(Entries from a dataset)
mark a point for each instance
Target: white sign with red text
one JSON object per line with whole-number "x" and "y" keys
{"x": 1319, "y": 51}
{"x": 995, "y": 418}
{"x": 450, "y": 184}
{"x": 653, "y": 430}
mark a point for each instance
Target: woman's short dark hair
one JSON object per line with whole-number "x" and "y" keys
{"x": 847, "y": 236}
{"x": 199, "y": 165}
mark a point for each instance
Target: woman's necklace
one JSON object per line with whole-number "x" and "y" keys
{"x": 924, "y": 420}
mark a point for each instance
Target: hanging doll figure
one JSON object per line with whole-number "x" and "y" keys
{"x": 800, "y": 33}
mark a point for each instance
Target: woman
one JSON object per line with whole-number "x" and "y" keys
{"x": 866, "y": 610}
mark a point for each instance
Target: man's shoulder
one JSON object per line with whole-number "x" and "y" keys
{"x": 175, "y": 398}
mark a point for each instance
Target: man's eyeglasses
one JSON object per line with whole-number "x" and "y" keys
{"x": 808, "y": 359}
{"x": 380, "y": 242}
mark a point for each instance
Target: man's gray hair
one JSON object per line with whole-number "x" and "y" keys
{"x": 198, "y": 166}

*GIVEN REQUEST*. Switch each "instance" in the items above to "occurrence" and reproduce everything else unchanged.

*TASK OUTPUT*.
mark a point for each occurrence
Target: white sign with red text
one JSON object per line with whole-number "x" and "y" keys
{"x": 1319, "y": 51}
{"x": 995, "y": 418}
{"x": 450, "y": 184}
{"x": 653, "y": 430}
mark a point for each occurrence
Target: woman's short dark hair
one JSON object per line with whole-number "x" and "y" keys
{"x": 847, "y": 236}
{"x": 199, "y": 165}
mark a point for each occurrence
Target: woman's necklace
one JSON object per line with whole-number "x" and "y" keys
{"x": 924, "y": 420}
mark a point for each occurrence
Target: hanging doll figure
one JSON object per line with whole-number "x" and "y" keys
{"x": 800, "y": 33}
mark a point for each occurrence
Target: woman
one JSON object per line with whole-number "x" and "y" keys
{"x": 866, "y": 610}
mark a point for each occurrence
Target: man's shoulder
one JSON object per line with whole-number "x" and "y" keys
{"x": 175, "y": 398}
mark a point for each occurrence
Target: man's eyeglasses
one JSON object per line with whole-number "x" and "y" keys
{"x": 808, "y": 359}
{"x": 380, "y": 242}
mark a point for each occurrence
Target: man's gray hair
one JSON object per line with whole-number "x" and "y" keys
{"x": 198, "y": 166}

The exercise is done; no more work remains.